*** PROVIDED INFORMATION ***

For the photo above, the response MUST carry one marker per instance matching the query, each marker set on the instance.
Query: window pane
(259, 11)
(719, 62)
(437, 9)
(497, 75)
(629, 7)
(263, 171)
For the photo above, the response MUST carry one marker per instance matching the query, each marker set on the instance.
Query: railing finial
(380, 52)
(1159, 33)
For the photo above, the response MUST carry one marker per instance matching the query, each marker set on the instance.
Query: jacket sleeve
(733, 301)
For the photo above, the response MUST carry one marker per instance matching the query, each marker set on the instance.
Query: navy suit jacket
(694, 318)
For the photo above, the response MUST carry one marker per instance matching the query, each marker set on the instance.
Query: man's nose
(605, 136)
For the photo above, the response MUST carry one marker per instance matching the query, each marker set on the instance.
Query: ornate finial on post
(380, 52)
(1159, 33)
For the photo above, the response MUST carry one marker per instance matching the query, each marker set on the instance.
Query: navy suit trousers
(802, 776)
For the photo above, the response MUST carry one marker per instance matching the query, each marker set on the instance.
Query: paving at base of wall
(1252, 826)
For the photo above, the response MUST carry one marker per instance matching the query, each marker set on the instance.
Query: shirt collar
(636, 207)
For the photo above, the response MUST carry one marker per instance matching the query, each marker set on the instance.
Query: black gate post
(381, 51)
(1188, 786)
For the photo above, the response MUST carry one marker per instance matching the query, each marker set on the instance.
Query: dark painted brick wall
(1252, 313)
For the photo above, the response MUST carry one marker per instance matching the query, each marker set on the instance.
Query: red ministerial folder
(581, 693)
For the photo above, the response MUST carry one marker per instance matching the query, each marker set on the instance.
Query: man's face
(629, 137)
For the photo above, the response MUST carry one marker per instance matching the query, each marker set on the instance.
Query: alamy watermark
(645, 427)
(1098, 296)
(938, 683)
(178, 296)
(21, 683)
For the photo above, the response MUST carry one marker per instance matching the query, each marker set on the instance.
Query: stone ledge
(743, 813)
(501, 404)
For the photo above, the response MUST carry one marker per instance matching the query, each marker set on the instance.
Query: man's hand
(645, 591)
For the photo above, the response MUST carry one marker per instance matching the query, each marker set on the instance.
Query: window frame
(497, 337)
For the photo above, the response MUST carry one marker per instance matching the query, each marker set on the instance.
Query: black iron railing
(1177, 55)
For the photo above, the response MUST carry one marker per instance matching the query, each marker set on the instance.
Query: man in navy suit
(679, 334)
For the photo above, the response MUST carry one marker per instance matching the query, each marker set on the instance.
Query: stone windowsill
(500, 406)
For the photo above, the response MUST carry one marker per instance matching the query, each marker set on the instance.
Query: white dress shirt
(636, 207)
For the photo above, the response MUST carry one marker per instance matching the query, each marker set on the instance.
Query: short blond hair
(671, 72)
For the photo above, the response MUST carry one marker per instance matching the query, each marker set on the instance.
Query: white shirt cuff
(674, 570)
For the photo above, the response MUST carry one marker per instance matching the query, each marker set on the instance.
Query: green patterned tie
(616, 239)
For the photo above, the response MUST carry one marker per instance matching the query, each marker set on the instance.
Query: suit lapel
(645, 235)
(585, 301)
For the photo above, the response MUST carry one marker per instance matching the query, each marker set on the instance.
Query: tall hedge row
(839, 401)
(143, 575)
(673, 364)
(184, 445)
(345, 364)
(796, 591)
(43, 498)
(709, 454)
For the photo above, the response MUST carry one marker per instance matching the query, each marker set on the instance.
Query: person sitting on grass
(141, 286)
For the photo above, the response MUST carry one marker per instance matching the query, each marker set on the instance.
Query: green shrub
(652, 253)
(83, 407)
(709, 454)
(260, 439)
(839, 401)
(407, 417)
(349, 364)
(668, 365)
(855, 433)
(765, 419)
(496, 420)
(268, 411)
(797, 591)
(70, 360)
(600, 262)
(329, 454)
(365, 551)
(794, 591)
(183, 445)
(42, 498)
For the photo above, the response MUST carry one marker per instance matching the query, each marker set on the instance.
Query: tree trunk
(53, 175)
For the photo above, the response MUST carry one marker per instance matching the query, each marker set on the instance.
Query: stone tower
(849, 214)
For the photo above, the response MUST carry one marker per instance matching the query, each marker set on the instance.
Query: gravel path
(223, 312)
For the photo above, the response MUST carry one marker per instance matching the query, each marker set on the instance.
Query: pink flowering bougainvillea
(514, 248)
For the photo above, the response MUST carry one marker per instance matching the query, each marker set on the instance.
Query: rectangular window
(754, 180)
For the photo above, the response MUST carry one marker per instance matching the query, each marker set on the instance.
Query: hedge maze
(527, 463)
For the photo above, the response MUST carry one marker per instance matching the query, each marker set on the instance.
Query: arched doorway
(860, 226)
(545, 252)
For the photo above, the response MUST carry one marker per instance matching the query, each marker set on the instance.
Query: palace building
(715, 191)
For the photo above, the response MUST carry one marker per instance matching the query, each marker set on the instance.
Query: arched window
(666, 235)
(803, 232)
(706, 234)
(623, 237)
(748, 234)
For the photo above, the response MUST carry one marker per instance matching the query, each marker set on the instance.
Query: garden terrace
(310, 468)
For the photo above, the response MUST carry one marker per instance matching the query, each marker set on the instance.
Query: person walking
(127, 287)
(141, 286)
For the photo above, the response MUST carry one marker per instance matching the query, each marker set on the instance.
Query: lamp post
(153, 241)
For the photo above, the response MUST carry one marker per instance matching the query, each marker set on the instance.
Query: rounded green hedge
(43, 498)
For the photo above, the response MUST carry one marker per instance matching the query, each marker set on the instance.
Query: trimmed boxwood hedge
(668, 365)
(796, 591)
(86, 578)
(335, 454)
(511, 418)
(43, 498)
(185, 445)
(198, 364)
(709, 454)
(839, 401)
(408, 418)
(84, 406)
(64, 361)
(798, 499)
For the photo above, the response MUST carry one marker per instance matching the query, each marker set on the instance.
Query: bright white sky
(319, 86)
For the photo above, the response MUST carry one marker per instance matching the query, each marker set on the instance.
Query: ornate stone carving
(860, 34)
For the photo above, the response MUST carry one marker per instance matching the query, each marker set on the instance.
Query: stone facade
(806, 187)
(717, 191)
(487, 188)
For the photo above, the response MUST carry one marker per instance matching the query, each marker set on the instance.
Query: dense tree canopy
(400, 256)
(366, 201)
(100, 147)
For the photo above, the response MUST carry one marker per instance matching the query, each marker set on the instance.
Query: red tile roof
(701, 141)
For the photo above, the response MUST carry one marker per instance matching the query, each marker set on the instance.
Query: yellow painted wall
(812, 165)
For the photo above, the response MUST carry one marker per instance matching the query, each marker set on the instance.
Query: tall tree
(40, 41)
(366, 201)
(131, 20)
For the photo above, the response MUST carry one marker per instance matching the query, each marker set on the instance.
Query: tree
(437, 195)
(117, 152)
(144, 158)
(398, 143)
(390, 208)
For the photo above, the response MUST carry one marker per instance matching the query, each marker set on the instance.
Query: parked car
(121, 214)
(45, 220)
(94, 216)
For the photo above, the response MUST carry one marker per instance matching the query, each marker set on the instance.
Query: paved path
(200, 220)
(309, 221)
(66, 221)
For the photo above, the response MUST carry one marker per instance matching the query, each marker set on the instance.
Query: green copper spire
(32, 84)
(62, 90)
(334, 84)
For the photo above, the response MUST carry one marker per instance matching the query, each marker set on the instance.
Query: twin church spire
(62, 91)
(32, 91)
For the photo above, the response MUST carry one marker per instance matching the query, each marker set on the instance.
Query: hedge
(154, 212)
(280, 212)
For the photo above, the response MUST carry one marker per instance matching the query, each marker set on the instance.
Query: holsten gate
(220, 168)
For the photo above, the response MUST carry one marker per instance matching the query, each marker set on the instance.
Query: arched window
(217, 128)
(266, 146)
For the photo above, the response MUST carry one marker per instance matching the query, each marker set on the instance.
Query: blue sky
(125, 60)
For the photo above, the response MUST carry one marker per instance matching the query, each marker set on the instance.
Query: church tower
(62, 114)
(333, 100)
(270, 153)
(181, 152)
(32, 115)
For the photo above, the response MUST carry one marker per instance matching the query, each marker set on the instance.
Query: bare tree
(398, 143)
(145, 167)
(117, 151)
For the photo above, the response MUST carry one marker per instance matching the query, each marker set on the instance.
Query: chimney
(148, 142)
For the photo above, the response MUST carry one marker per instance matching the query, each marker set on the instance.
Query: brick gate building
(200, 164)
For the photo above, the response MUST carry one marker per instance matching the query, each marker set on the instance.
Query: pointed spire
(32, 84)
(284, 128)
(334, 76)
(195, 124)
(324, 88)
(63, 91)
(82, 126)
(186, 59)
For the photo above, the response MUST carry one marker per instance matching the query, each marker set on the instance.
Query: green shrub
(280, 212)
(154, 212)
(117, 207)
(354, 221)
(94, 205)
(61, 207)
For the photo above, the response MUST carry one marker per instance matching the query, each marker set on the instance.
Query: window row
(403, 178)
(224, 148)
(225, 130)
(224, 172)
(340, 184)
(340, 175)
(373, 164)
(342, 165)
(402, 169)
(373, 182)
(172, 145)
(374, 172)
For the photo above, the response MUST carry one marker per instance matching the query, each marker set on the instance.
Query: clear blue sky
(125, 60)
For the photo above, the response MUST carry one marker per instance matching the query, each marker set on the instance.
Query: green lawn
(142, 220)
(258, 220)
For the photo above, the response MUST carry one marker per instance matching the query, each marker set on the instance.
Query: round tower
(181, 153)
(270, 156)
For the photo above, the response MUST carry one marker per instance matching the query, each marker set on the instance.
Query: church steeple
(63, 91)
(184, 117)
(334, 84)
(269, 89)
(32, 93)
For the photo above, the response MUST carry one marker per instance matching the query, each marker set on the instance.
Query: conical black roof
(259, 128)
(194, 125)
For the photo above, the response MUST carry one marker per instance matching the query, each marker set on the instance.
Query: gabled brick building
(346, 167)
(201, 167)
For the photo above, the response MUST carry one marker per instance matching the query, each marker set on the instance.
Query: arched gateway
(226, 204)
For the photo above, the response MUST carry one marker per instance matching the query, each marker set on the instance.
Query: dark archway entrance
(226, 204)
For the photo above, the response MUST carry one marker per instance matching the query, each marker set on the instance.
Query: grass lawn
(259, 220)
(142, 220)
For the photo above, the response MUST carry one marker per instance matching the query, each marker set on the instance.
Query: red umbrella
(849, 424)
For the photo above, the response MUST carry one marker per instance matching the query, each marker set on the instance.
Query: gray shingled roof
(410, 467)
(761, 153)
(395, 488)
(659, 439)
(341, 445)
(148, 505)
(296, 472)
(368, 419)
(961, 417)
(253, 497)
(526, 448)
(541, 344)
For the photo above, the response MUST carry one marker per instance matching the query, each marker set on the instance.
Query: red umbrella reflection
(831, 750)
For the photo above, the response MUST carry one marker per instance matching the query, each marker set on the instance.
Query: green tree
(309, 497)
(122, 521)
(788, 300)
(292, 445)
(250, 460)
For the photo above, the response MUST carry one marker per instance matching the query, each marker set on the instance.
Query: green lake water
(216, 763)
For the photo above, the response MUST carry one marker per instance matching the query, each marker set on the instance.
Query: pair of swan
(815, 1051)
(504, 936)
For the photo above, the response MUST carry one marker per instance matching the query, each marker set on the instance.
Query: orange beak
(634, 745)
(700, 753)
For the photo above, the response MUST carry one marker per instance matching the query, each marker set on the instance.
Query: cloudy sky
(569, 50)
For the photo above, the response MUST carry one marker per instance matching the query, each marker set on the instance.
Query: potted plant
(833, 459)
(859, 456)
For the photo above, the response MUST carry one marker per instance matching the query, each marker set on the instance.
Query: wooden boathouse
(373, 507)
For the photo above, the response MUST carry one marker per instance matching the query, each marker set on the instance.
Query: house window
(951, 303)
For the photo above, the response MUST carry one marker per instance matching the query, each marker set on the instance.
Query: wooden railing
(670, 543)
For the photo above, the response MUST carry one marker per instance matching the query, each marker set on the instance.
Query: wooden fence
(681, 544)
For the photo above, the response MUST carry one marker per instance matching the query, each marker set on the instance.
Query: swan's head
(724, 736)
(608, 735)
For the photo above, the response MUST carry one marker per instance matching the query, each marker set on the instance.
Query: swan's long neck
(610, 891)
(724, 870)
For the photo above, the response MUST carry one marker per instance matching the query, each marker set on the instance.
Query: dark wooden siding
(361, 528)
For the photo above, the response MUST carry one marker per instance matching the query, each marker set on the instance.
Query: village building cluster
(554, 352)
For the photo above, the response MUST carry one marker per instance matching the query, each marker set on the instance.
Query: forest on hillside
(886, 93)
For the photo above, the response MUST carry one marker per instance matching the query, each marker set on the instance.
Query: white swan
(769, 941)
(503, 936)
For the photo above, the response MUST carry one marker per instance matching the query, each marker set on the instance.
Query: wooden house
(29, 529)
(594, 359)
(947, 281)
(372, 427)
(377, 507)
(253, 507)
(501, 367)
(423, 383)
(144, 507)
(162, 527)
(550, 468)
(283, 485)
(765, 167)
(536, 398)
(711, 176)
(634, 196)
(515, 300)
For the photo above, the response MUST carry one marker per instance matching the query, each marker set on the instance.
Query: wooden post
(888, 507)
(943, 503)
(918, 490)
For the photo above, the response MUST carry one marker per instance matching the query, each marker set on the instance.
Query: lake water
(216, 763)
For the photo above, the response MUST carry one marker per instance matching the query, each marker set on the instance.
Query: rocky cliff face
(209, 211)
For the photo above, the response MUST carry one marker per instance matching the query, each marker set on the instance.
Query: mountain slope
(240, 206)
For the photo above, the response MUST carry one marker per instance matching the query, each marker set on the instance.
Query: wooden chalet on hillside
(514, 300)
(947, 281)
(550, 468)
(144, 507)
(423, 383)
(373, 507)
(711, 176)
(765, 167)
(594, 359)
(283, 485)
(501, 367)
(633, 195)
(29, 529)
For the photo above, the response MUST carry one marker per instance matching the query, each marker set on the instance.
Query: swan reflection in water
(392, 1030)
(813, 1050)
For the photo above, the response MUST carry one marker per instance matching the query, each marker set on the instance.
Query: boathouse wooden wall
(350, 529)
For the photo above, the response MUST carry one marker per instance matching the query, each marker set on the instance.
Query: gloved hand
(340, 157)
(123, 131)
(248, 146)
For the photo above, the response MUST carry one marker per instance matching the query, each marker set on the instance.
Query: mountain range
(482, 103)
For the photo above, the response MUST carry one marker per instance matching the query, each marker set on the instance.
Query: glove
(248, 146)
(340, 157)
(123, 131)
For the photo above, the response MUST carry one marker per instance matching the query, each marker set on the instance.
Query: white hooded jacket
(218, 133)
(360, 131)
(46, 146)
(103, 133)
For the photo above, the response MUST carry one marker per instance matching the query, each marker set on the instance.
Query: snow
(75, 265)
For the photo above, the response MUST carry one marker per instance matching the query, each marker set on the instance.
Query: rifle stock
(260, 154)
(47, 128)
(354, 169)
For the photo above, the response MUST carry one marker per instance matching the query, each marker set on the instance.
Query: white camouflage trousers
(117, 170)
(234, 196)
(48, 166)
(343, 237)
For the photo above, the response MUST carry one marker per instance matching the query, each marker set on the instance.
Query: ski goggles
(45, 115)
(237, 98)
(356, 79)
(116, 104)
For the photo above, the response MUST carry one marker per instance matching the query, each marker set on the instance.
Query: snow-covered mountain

*** End of PROVIDED INFORMATION ***

= PROBLEM STATEMENT =
Find the line that contains "Query: mountain range" in the listing above. Retype it and every line after it up to the last, exactly, and nothing else.

= RESULT FOR THIS TASK =
Query: mountain range
(482, 103)
For the photo above, the response MUST carry one marker per instance matching the query, each marker set on the instance.
Query: glove
(248, 146)
(340, 157)
(123, 131)
For the photo above, the response MUST carry one marker per instance matching the query, each marker set on the instance.
Query: white hooded jacket
(218, 133)
(360, 131)
(46, 146)
(103, 133)
For the photo above, the response MUST carry one marker per instance matching the query, each marker set on the instance.
Query: snow
(75, 265)
For the photo above, the response MUST carry one marker per instance matching the query, each marker set on the instance.
Query: rifle stock
(260, 154)
(47, 128)
(354, 169)
For the photo above, the response MUST carry one marker per instance matching the query, each marker set on the instance.
Query: white camouflage trousers
(117, 170)
(234, 196)
(48, 166)
(343, 237)
For the photo above, the response MUST carry one marker per instance matching the query, each marker set on the instance.
Query: ski goggles
(45, 115)
(237, 98)
(356, 79)
(116, 104)
For the photo above, the response MUST carry one marker per instance matching the query, each marker set on the instance.
Query: snow-covered mountain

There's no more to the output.